Il permet d’associer les gains de la productivité du travail à l’essor de la consommation de masse qui améliore le confort des ménages, ceci est particulièrement spectaculaire pour l’équipement électroménager et pour l’automobile.
Cependant, un des paradoxes de cette période de croissance industrielle est la persistance d’une forte conflictualité des rapports sociaux.
Pendant les trente années de la grande croissance, la France n’a pas été socialement apaisée[239]. A l’inverse des notions de progrès chantées par J. Fourastié, le Parti communiste qui représente entre 20 et 25% des suffrages pendant le période et la CGT qui largement majoritaire dans la plupart des bastions industriels, évoquent une « paupérisation » (un appauvrissement) relative ou absolue des ouvriers et l’organisation syndicale évoque des diminutions du pouvoir d’achat alors que c’est l’inverse qui se produit. En 1970, plus de 57% des ménages ont une auto et plus de 70% une télévision. Une historienne a dressé un inventaire de la conflictualité qui contraste avec l’imaginaire d’une croissance heureuse[240].
Sans reprendre ici l’inventaire, on cite l’exemple des mineurs du charbon qui, du début de la période[241] à l’année 1963, ont marqué la chronique sociale. Peut-être d’autant plus parce que ces conflits, pour les salaires et les conditions de travail, puis contre la fermeture des mines, se déroulent dans une entreprise nationale, les Charbonnages de France.
Bien entendu, la période de la grande croissance s’achève après les contestations massives et multiformes de la crise politique et sociale de 1968. C’est bien là un paradoxe fondamental, jamais la croissance n’a été aussi vive, avec un regain fort en 1969, jamais elle n’aura été autant contestée.
Notes :
[239] Xavier Vigna, Histoire des ouvriers en France au XXe siècle, Paris, Perrin, 2012.
[240] Michelle Zancarini-Fournel, Les luttes et les rêves. Une histoire populaire de la France de 1685 à nos jours. Editions de la Découverte, Paris, 2016, 995 p.
[241] Marion Fontaine, et Xavier Vigna. « La grève des mineurs de l'automne 1948 en France », Vingtième Siècle. Revue d'histoire, vol. 121, no. 1, 2014, pp. 21-34.
────────
TRAVAIL DEMANDÉ = Recopiez fidèlement le passage du texte sur la grande croissance, en partant de « Bien entendu, la » et en allant jusqu'à « 2014, pp. 21-34. ».

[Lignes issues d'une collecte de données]
────────
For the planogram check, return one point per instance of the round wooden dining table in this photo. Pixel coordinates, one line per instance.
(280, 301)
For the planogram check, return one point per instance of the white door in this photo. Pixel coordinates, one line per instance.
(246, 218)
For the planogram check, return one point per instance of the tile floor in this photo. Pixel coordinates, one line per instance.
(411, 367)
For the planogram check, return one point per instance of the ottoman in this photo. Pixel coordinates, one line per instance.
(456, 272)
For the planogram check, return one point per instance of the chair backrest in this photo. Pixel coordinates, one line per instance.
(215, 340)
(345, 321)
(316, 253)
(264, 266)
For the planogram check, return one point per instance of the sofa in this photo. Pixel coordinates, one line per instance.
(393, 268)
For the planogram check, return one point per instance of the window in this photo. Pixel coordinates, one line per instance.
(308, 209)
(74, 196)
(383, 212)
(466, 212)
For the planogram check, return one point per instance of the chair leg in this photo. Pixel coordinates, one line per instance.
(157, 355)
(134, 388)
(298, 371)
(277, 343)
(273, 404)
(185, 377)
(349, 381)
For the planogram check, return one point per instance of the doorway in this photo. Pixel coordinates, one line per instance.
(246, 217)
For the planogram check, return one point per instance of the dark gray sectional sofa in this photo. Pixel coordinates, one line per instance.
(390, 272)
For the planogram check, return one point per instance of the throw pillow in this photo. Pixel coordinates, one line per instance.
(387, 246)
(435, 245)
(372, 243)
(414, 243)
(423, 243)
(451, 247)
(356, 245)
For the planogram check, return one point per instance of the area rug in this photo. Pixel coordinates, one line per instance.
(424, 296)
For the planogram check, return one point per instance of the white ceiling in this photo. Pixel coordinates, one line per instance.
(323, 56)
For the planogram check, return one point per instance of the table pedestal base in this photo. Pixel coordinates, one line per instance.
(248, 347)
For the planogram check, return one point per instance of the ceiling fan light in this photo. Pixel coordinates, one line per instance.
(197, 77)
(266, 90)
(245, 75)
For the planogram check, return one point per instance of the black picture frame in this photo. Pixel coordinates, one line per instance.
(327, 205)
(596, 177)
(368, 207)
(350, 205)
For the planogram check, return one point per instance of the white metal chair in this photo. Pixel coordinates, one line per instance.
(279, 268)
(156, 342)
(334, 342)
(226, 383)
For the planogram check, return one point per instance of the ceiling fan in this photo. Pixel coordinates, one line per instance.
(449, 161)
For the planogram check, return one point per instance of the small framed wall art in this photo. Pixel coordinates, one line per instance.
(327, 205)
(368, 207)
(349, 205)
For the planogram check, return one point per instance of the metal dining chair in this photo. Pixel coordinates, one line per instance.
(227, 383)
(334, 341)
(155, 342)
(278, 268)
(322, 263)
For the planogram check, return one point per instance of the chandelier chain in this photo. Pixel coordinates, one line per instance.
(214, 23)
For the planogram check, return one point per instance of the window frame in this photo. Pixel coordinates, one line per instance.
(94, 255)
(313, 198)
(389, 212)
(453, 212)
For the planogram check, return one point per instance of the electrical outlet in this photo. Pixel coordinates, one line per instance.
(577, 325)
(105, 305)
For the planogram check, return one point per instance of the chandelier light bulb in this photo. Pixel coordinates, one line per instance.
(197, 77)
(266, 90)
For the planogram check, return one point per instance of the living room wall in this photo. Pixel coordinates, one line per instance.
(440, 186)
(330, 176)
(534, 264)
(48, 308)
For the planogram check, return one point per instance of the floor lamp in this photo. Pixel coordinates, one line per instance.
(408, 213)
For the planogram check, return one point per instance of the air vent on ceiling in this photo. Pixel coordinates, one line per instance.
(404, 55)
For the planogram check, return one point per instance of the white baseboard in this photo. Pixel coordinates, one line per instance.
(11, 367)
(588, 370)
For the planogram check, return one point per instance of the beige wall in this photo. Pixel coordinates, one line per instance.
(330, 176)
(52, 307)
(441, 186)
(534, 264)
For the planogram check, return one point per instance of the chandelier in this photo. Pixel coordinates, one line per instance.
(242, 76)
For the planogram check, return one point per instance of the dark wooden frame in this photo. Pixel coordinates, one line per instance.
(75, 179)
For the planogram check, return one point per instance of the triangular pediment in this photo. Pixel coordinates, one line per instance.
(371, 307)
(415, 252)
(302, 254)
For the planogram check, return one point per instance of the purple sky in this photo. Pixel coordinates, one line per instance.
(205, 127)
────────
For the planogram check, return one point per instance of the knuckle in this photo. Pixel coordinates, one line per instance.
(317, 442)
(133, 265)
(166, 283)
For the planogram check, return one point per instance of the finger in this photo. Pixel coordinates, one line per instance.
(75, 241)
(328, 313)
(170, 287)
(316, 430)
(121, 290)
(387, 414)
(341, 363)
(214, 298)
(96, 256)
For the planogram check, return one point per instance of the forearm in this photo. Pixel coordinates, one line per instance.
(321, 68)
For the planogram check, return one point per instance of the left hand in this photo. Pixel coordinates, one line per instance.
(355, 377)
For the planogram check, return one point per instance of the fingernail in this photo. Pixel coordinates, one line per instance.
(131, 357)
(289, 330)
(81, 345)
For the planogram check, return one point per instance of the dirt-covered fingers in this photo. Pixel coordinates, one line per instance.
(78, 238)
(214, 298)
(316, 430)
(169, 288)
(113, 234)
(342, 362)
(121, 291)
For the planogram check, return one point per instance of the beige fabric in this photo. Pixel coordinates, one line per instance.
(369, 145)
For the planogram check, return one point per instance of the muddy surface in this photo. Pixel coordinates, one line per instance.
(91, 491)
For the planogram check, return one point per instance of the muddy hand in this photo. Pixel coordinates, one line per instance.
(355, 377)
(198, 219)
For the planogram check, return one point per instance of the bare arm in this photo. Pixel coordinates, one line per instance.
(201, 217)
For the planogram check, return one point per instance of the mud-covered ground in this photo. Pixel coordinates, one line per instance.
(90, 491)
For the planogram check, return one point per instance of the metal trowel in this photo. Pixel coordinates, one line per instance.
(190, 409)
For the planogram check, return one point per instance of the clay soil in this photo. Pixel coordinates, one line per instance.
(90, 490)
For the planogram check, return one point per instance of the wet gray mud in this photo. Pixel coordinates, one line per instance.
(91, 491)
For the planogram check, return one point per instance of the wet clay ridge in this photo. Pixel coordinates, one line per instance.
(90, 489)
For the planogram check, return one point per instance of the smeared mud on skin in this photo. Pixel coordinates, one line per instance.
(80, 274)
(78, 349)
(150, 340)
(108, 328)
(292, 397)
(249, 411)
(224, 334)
────────
RÉPONSE À L'EXERCICE =
Bien entendu, la période de la grande croissance s’achève après les contestations massives et multiformes de la crise politique et sociale de 1968. C’est bien là un paradoxe fondamental, jamais la croissance n’a été aussi vive, avec un regain fort en 1969, jamais elle n’aura été autant contestée.
Notes :
[239] Xavier Vigna, Histoire des ouvriers en France au XXe siècle, Paris, Perrin, 2012.
[240] Michelle Zancarini-Fournel, Les luttes et les rêves. Une histoire populaire de la France de 1685 à nos jours. Editions de la Découverte, Paris, 2016, 995 p.
[241] Marion Fontaine, et Xavier Vigna. « La grève des mineurs de l'automne 1948 en France », Vingtième Siècle. Revue d'histoire, vol. 121, no. 1, 2014, pp. 21-34.